Data entries
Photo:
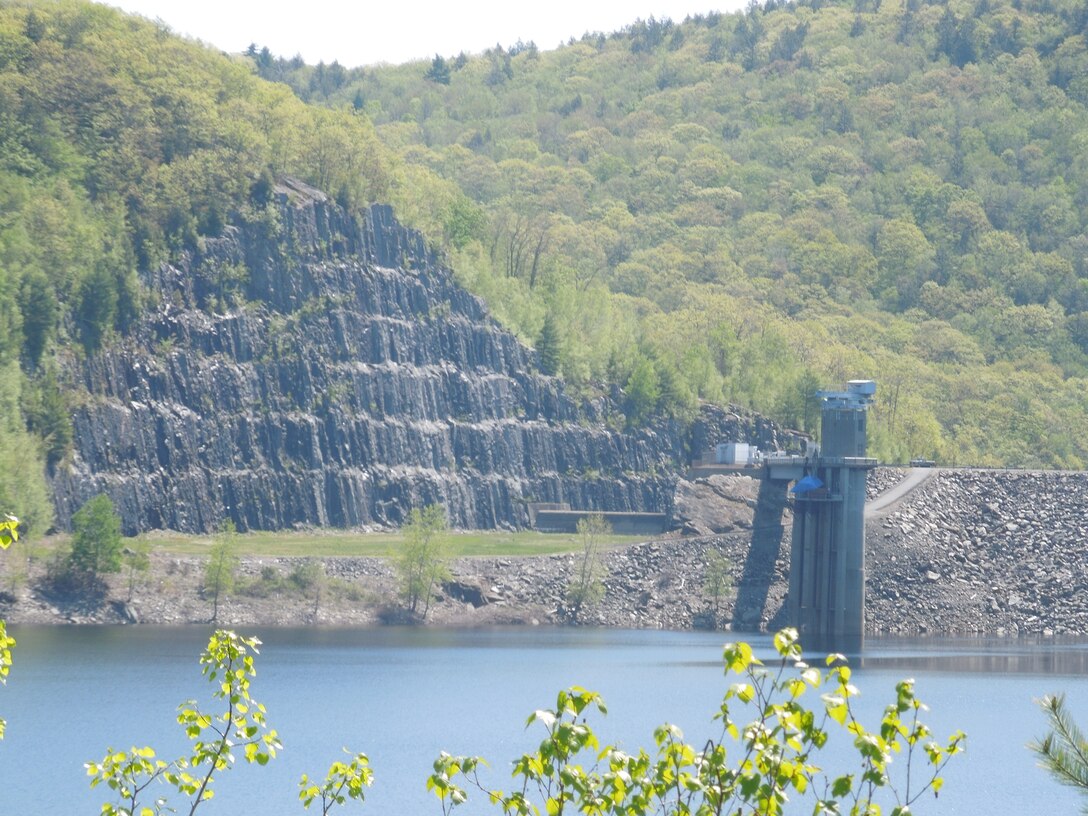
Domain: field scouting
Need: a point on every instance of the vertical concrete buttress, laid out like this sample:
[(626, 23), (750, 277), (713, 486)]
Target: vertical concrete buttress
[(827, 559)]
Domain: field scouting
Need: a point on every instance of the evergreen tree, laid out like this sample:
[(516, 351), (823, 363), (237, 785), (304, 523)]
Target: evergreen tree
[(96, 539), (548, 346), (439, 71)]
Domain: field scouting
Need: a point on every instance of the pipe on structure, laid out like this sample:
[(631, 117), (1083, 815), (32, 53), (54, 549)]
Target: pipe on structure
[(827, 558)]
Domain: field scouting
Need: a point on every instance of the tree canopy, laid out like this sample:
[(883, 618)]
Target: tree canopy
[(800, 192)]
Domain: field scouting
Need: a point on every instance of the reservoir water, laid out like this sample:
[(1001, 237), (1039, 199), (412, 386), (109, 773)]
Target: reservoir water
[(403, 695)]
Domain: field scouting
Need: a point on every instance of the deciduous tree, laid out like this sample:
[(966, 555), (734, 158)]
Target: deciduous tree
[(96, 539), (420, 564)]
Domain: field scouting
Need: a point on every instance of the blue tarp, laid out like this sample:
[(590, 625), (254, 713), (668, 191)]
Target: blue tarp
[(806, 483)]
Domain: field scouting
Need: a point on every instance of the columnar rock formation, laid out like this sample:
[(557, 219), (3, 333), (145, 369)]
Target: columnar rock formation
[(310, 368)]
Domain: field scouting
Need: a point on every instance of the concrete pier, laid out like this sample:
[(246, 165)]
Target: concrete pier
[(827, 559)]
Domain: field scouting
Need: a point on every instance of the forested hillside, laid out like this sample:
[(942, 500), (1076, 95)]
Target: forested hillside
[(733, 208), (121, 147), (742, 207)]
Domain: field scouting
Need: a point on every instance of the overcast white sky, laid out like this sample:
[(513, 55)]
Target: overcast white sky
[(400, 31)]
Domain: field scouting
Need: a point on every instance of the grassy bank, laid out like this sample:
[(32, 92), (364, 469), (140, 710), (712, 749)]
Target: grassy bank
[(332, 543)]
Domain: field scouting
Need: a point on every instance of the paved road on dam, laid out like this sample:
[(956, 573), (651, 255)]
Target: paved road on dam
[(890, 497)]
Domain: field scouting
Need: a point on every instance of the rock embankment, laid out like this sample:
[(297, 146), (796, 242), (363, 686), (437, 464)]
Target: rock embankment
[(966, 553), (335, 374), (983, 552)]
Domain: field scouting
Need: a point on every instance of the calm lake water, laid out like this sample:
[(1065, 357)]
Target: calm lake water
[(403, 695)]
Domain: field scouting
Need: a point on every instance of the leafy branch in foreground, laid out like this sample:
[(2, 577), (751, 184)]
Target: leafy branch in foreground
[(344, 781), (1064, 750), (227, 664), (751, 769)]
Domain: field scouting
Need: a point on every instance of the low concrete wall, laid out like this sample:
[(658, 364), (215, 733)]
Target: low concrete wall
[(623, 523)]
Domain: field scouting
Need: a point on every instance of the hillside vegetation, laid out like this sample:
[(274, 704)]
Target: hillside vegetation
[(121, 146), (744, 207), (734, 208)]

• _YOUR GOAL_
Show every line of the material above that contains the string "vegetation", reproducing each line in full.

• _OUTPUT_
Need: a point on every instance of the hillside vegetation, laid out like this sample:
Target: hillside vegetation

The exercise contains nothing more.